(Exercise):
Pictures aside, the data must be reproduced exactly.

======== Task inputs ========

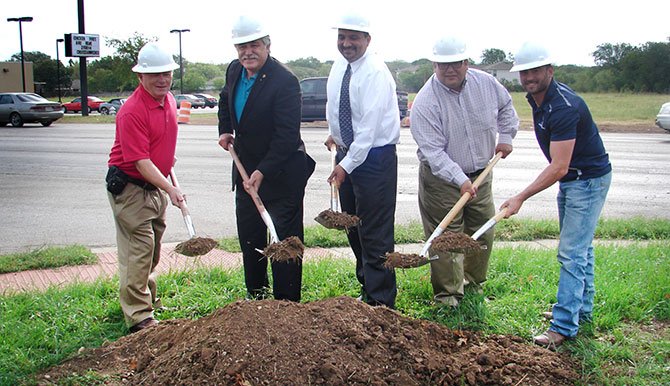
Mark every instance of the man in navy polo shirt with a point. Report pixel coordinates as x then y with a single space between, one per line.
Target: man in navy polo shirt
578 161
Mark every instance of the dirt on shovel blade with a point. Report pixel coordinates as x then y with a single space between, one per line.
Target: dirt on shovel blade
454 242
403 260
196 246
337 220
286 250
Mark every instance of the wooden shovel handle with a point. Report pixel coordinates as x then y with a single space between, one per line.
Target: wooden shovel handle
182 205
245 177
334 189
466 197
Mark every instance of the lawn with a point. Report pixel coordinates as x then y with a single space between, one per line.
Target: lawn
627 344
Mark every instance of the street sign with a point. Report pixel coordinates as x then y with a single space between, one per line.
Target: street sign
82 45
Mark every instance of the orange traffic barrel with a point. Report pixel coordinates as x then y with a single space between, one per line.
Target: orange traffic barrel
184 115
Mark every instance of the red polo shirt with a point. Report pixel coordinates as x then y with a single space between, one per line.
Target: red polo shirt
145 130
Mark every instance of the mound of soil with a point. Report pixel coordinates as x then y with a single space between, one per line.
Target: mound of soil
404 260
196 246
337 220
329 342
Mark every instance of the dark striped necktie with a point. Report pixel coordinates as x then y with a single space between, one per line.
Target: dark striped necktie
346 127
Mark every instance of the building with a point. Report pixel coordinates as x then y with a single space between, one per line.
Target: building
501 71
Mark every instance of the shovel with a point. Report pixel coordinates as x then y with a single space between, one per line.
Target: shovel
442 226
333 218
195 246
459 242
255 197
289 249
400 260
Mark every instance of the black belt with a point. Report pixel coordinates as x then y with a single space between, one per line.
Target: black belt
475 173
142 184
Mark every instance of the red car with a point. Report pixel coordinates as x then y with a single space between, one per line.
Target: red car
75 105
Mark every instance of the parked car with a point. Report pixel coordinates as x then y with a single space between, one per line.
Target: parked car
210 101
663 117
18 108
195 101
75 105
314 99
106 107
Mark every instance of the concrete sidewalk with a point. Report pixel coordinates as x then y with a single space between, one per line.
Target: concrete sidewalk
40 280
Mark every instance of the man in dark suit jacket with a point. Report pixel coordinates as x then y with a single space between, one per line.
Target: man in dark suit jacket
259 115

========

(Written response):
Mark every instance of the man in navy polo shirt with a point. Report pixel coordinates as x then y with a single space between, one per line.
Target: man in navy polo shirt
578 161
Mark every instance of the dirt on shovel blade with a point. Report pixel coordinates as x then y with a single space between, one per line.
Target: dirt on shovel blade
454 242
403 260
196 246
337 220
286 250
Mark every instance of the wooden shovel handle with a point. Report pixel coordinates as x then y with a single space between, one per line.
Target: wooden shovel handle
182 205
245 177
334 189
466 197
Mark every instance of the lawn with a point. Report pixel coordinates as x then y with a single space between, one per line.
Target: lawn
627 344
Mark every instance of the street sign with a point. Report pixel coordinates as x then y with a single space between, one per line.
Target: street sign
82 45
Mark every instance of the orange traffic barrel with a point. Report pixel coordinates as x then y with a single space between, one per line.
Target: orange traffic barrel
184 115
Mark every instance of the red polo shirt with a point. Report pixel coordinates as x then y with a single space between, one per line.
Target: red polo shirt
145 130
Mark every instance of the mound of soil with a point. Report pixel coordinates as x then y with a single space between, one per line.
Target: mound of soil
404 260
196 246
337 220
329 342
Mark every instance of the dark striped necktie with a point. Report pixel coordinates as x then y with a single space between, one per line.
Target: dark striped necktie
346 127
Mark every instance of the building with a point. Report pixel coordinates as x then y with a single space between, one per line.
Target: building
501 71
Mark every instance of the shovel with a point. Report pixel coordinates as x then y with a single space between, one per line.
Target: shovel
442 226
333 218
195 246
459 242
255 197
289 249
400 260
Mark every instance of the black belt with a point. Report pixel coordinates as x then y with a single space between, one per line.
Target: black belt
475 173
142 184
Mark every instance of the red car with a point. Report pixel coordinates as x then y with a single space between, one per line.
Target: red car
75 105
Mark every instance of the parked car with a point. Report pixel coordinates as x then y with a single space between, one per line.
Target: parked car
210 101
663 117
18 108
195 101
75 105
314 99
106 107
Mark every instance of the concrete sidewalk with a point. Report pixel coordinates as x then y with a single space between, one per line.
Target: concrete sidewalk
40 280
Mark every instance of the man in dark suit jacket with a point. Report pixel coordinates as x then y with a single space between, one per line.
Target: man in dark suit jacket
259 115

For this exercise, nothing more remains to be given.